• **Text block**:
But as polls showed the election getting tighter in Florida, where Trump has a home and where many oppose normalizing ties with Cuba, the Republican candidate started hardening his stance. According to 2014 US Census figures, 35% of Miami-Dade residents are Cuban-Americans.
In July, Trump told a group of Republicans there that he would close the newly opened US Embassy in Havana and reverse Obama's steps. Trump went on to win Florida by just over 1%.
The argument that Trump's policies may be influenced by a desire to preserve opportunities in Cuba for the Trump Organization, including golf courses, condominiums and hotels, is "absurd," said Kavulich.
He pointed out that Cuba lacks many of the qualities Trump's group seeks, including developed infrastructure, a wealthy government elite, a prosperous middle class and a rapid return on investment.
Polls have shown broad approval for Obama's opening. The Pew Research Center in January found that 63% of Americans approved of re-established diplomatic ties with Cuba, while 28% disapproved.
Even so, since his victory, Trump has appointed key figures for his staff and transition who have a strong anti-Cuban track record, including Reince Priebus, his incoming White House chief of staff; retired Gen. Michael Flynn, the future national security adviser, and Kansas Republican Rep. Mike Pompeo, who has been nominated to head the CIA.
Members of his transition team are also known for conservative views on Cuba, including Robert Blau, a former assistant secretary of State and Cuba hawk, who will help manage the transition at the State Department, and Mauricio Claver-Carone, who will assist the transition at the Treasury Department.

• **Given records**:
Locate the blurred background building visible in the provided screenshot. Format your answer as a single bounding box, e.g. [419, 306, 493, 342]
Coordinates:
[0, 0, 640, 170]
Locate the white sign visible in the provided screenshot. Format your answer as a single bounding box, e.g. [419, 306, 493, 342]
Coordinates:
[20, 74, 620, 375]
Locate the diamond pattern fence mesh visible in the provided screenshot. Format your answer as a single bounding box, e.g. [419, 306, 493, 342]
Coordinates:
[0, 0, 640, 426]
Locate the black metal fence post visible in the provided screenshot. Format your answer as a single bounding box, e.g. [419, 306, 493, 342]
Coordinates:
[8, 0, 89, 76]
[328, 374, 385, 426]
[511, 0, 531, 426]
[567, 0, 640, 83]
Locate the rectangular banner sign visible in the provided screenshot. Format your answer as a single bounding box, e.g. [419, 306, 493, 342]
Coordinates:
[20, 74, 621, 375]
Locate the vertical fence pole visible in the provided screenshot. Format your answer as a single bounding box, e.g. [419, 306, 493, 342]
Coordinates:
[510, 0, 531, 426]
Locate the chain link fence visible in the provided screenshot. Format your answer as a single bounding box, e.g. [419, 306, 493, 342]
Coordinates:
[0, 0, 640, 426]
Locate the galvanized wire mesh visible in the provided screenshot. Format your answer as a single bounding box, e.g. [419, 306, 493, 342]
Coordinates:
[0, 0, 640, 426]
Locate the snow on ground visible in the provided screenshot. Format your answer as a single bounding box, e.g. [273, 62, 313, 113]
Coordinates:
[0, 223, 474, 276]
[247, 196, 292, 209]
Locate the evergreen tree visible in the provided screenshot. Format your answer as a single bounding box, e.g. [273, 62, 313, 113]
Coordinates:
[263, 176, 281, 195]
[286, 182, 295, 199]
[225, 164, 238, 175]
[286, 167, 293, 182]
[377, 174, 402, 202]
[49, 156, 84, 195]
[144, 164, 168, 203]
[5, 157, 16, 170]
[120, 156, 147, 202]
--
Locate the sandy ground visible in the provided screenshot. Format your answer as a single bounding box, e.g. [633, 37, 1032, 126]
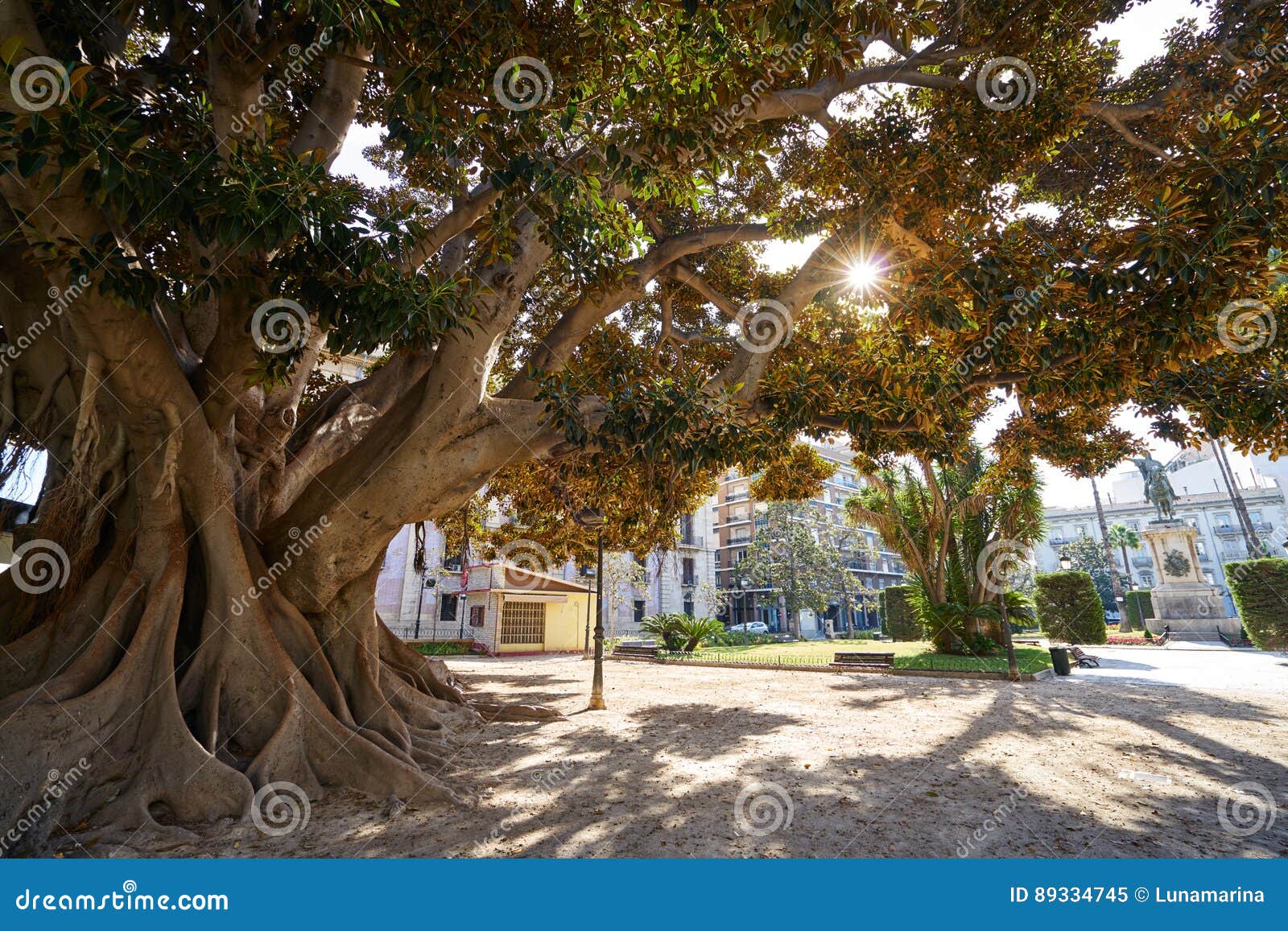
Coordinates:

• **What you will do**:
Please return the portion of the Trump and Cuba passage above that starts at the words "He pointed out" and stops after the words "while 28% disapproved.", copying it word for word.

• **Result**:
He pointed out that Cuba lacks many of the qualities Trump's group seeks, including developed infrastructure, a wealthy government elite, a prosperous middle class and a rapid return on investment.
Polls have shown broad approval for Obama's opening. The Pew Research Center in January found that 63% of Americans approved of re-established diplomatic ties with Cuba, while 28% disapproved.